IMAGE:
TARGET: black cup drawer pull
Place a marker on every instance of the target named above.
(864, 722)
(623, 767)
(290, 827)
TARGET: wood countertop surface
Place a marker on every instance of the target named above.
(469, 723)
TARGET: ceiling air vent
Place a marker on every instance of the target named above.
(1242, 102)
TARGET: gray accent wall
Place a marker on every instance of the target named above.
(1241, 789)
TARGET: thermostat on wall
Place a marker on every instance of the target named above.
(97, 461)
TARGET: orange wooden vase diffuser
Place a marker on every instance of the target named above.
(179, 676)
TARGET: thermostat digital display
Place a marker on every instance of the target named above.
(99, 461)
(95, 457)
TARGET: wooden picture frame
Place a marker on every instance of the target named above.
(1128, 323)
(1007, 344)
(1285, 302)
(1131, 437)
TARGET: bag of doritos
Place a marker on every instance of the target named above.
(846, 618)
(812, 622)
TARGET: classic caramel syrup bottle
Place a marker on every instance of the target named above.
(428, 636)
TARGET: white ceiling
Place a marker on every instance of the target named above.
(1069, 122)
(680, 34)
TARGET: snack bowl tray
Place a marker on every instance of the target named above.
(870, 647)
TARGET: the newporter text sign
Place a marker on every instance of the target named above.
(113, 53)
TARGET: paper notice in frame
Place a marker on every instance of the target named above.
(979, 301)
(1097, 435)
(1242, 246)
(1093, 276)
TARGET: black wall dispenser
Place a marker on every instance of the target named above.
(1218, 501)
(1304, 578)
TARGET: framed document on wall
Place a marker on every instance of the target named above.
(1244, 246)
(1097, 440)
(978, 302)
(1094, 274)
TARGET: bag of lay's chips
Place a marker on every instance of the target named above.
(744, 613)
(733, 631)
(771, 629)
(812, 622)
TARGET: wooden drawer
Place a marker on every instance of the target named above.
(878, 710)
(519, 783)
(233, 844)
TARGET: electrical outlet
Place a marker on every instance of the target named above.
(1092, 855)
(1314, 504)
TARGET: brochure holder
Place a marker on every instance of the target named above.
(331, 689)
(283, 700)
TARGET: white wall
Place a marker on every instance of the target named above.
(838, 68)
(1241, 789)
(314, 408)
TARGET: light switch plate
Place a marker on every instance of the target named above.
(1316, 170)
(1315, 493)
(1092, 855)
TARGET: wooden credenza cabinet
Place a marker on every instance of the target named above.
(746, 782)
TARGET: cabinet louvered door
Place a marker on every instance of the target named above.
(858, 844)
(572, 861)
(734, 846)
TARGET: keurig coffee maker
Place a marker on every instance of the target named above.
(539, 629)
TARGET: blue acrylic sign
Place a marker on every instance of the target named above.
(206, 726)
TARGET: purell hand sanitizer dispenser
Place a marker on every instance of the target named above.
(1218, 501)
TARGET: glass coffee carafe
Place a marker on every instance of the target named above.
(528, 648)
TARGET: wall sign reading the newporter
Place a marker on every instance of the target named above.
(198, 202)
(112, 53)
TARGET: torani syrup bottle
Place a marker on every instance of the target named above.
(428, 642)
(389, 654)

> AIM: Lay out every line of the records above as a numbered list, leaving out any blank lines.

> CORRECT ANSWER:
1. IMAGE:
2. TARGET: black cup drawer pull
3. Place a marker on every instance of the target named above.
4. (864, 722)
5. (623, 767)
6. (290, 827)
7. TARGET: wood countertop surface
8. Place a marker on every instance of the target named above.
9. (469, 723)
10. TARGET: ceiling air vent
11. Place a marker on every instance of the target named above.
12. (1242, 102)
13. TARGET: gray accent wall
14. Place a marker on every instance of the target named above.
15. (1241, 789)
16. TARGET: thermostat on wall
17. Place a marker on every instance of the target named above.
18. (97, 461)
19. TARGET: orange wooden vase diffuser
20. Place a marker on every instance of the target named above.
21. (179, 676)
22. TARGET: thermostat digital display
23. Place a marker on every instance of the target named above.
24. (99, 461)
25. (95, 457)
26. TARGET: wooden picture frame
27. Place a marker on every instance of the target named above.
28. (1128, 323)
29. (1007, 344)
30. (1285, 302)
31. (1131, 437)
32. TARGET: bag of doritos
33. Place a marker on every instance of the target named above.
34. (846, 618)
35. (812, 622)
36. TARGET: classic caramel syrup bottle
37. Place a marker on every instance of the target named above.
38. (428, 636)
39. TARGET: white ceiling
40. Place a marker on every instance of the target named above.
41. (1069, 122)
42. (680, 34)
43. TARGET: snack bowl tray
44. Place a marker on every instance of the target named above.
45. (870, 647)
46. TARGET: the newporter text sign
47. Place a marker on every instance of the target named above.
48. (113, 53)
49. TARGET: paper notice in frame
50. Place a marker on every instance of the target named above.
51. (979, 301)
52. (1097, 435)
53. (1242, 246)
54. (1093, 276)
55. TARGET: black wall dispenser
56. Place a marker on every instance of the target named above.
57. (1218, 501)
58. (1304, 578)
59. TARGET: framed document on wall
60. Place a marker on every instance of the target named above.
61. (1244, 246)
62. (1097, 440)
63. (978, 302)
64. (1094, 274)
65. TARGET: bag of lay's chips
66. Place a marker on every instance of the target named above.
67. (744, 613)
68. (733, 631)
69. (771, 629)
70. (812, 622)
71. TARGET: wooden drawer
72. Place a marker on every instance of the target named above.
73. (878, 710)
74. (519, 783)
75. (233, 844)
76. TARGET: electrical outlet
77. Place a marker on every instance of the target named above.
78. (1092, 855)
79. (1314, 504)
80. TARGET: brochure holder
81. Place a marker on every instance of the target named above.
82. (331, 689)
83. (283, 700)
84. TARGET: white wall
85. Place a marker on every instance of the target named above.
86. (838, 68)
87. (1241, 789)
88. (314, 408)
89. TARGET: light switch plate
90. Place a marker on every instance of the target named above.
91. (1316, 170)
92. (1315, 493)
93. (1092, 855)
94. TARGET: wooden credenza cabinet
95. Place a marker on every instance of the target named above.
96. (746, 782)
97. TARGET: cabinet louvered door
98. Place a marker on every instance of the target named above.
99. (858, 844)
100. (572, 861)
101. (734, 846)
102. TARGET: keurig coffee maker
103. Place a marker on every instance of the target named above.
104. (539, 629)
105. TARGET: blue acrylic sign
106. Place a marker on every instance of the target named above.
107. (206, 726)
108. TARGET: purell hand sanitizer dispenser
109. Place a marker on every instance of the target named above.
110. (1218, 501)
111. TARGET: glass coffee carafe
112. Place a marker on every instance of the target named above.
113. (528, 648)
114. TARGET: wall sign reading the newporter
115. Place a marker on every instance of the target named above.
116. (198, 202)
117. (112, 53)
118. TARGET: torani syrup bottle
119. Place a marker on every instance of the target named above.
120. (428, 642)
121. (389, 654)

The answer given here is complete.